- [Task to complete]:
Take the entries that follow and return exactly the lines from the one holding "(format x=596, y=669)" through the one holding "Target: woman's brown hair", both included. Nothing else is needed.

◆ ◆ ◆ ◆

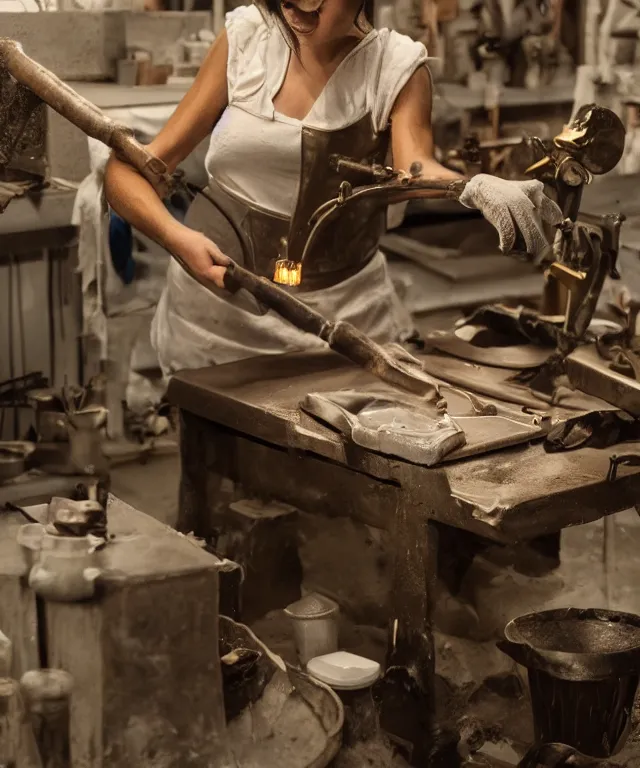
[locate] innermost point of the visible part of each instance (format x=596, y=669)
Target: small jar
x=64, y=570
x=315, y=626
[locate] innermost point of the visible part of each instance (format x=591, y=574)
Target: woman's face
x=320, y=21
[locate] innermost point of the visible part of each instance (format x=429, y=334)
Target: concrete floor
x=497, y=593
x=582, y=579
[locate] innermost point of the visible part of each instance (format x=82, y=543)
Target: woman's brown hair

◆ ◆ ◆ ◆

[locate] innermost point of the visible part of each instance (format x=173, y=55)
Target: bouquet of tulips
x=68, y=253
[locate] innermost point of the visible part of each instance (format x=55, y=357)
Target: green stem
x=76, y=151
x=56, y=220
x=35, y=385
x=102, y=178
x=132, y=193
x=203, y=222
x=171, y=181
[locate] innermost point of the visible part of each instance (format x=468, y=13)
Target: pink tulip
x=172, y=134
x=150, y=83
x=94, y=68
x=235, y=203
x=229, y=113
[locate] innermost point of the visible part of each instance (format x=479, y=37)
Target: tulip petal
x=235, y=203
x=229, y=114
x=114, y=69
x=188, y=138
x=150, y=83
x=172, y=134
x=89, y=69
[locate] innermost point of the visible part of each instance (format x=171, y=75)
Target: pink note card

◆ ◆ ◆ ◆

- [Answer space]:
[locate] innermost point of the visible part of each instance (format x=596, y=669)
Target: small jar
x=64, y=570
x=315, y=626
[locate] innermost point of the visible part of each instance (format x=591, y=574)
Target: woman's face
x=320, y=21
[locate] innermost point of the visible part of each instance (format x=429, y=334)
Target: concrete floor
x=497, y=593
x=582, y=579
[locate] innermost point of the visible part of each instance (format x=82, y=543)
Target: woman's brown hair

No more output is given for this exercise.